→ Text provided
____

Results: Follow-up was achieved in 34 (31%) of 110 operative patients with a mean length of follow-up of 17.8 months (range: 3-60). Of 110 patients, 96 (87%) had phone numbers recorded; phone contact was achieved in 25 (23%) of these patients. Out of a total of 34 follow-up patients, twenty (59%) returned to clinic and 14 (41%) were interviewed solely over the phone. Follow-up patients reported a 41% improvement in ability to complete ADLs (p=0.001) and a 71% reduction in pain (p<0.001). One year after surgery, all seven prostatectomy patients who were previously catheter-dependent no longer required indwelling catheters (p=0.001).

Conclusions: To our knowledge, this study is one of the first to utilize mobile phones to acquire long-term follow-up for patients following a STSM. Our results demonstrate that it is possible to measure postoperative outcomes not otherwise obtainable in the perioperative period. Such long-term follow-up is useful and essential for determining the effectiveness and safety of STSMs.

Key words

short-term surgical trips, mission trips, follow-up, quality of life, global surgery, global health, mobile phones, Haiti

Introduction

The unmet need for surgical services worldwide, particularly in low- and middle-income countries (LMICs), is profound, with an estimated 5 billion people without adequate access [1,2]. “Global surgery” encompasses a variety of interventions that have attempted to address that need, including short-term surgical missions (STSM) [1]. Methods can vary greatly between STSMs, but most share the goal of delivering quality care in the context of limited resources and time with the hope of long-lasting impact for patients [2-5]. However, obtaining long-term follow-up of patients is challenging for STSMs—and there are few descriptions of the methods used to achieve such follow-up and even fewer reports of clinical outcomes—making determination of their success challenging [3,6]. Achieving patient follow-up is challenging even for established hospital systems in rural, resource-poor settings where STSMs often function, but there is evidence that mobile phones may enhance patient follow-up in such settings, including rural Haiti [7-12]. The aim of this study was two-fold: 1) to evaluate the efficacy of mobile phones to facilitate long-term patient follow-up (> one year) among a cohort of STSM patients in rural Haiti and 2) to measure long-term surgical outcomes, particularly late postoperative complications (POC) and the impact of operations upon patient quality of life (QOL), not measurable in the perioperative period.

____

→ Dataset excerpts
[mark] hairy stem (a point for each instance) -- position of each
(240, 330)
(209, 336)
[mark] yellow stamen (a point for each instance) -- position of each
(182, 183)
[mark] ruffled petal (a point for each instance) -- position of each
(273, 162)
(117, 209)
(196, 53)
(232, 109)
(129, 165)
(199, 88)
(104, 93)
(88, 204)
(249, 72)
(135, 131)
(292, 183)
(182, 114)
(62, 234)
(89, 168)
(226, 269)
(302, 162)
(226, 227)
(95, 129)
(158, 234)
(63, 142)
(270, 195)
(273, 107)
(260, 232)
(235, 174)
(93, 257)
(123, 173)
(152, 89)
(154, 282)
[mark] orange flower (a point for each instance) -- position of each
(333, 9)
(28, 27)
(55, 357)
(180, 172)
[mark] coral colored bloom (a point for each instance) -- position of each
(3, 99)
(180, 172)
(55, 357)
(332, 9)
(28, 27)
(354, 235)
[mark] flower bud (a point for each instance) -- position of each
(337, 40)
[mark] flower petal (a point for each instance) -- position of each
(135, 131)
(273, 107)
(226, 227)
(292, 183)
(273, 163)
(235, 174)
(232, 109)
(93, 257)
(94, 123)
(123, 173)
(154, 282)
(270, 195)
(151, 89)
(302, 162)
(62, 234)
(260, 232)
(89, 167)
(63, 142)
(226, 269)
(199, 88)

____

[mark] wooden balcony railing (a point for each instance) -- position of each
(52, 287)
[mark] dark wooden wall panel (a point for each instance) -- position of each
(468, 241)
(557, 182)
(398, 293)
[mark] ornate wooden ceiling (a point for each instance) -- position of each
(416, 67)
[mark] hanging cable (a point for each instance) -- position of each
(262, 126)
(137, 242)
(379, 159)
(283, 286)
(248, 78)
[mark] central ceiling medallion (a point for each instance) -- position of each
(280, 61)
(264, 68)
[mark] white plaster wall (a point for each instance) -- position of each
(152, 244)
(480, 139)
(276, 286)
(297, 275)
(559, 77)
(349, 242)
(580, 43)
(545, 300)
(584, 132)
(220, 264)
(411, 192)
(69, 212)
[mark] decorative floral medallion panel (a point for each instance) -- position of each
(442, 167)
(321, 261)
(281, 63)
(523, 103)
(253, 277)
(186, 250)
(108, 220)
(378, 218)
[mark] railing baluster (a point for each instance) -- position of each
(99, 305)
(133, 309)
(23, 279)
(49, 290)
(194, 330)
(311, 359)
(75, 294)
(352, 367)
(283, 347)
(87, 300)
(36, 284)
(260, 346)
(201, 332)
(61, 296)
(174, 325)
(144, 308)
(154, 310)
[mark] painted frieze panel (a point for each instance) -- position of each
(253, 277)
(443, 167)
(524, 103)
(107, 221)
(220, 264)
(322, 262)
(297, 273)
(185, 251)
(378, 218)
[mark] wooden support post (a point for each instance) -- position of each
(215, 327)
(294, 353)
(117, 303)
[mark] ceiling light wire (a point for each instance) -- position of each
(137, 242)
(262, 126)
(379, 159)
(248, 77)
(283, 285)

____

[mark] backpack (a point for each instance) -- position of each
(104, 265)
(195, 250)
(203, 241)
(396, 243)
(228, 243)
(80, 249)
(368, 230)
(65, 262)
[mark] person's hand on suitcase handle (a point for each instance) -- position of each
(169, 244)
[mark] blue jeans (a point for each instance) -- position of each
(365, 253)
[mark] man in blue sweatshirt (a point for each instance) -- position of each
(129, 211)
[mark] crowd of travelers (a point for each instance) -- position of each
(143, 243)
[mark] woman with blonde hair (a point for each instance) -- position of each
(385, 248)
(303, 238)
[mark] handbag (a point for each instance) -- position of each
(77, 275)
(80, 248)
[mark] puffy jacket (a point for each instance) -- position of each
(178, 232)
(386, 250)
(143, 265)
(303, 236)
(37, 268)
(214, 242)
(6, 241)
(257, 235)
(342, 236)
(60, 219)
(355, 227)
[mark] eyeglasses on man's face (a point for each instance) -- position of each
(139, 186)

____

→ Work instructions
1/ Answer these from the surgical follow-up text:
(a) How many of the 110 operative patients had phone numbers recorded?
(b) How many people are estimated to lack adequate access to surgical services?
(c) According to the Conclusions, what is long-term follow-up useful and essential for determining?
2/ Reproduce the passage of the surgical follow-up text between "Conclusions: To our" and "safety of STSMs.", inclusive.
Rely only on the surgical follow-up text, not on the items.

→ Per-task answers
1/
(a) 96 (87%) of the 110 patients.
(b) An estimated 5 billion people.
(c) The effectiveness and safety of STSMs.

2/
Conclusions: To our knowledge, this study is one of the first to utilize mobile phones to acquire long-term follow-up for patients following a STSM. Our results demonstrate that it is possible to measure postoperative outcomes not otherwise obtainable in the perioperative period. Such long-term follow-up is useful and essential for determining the effectiveness and safety of STSMs.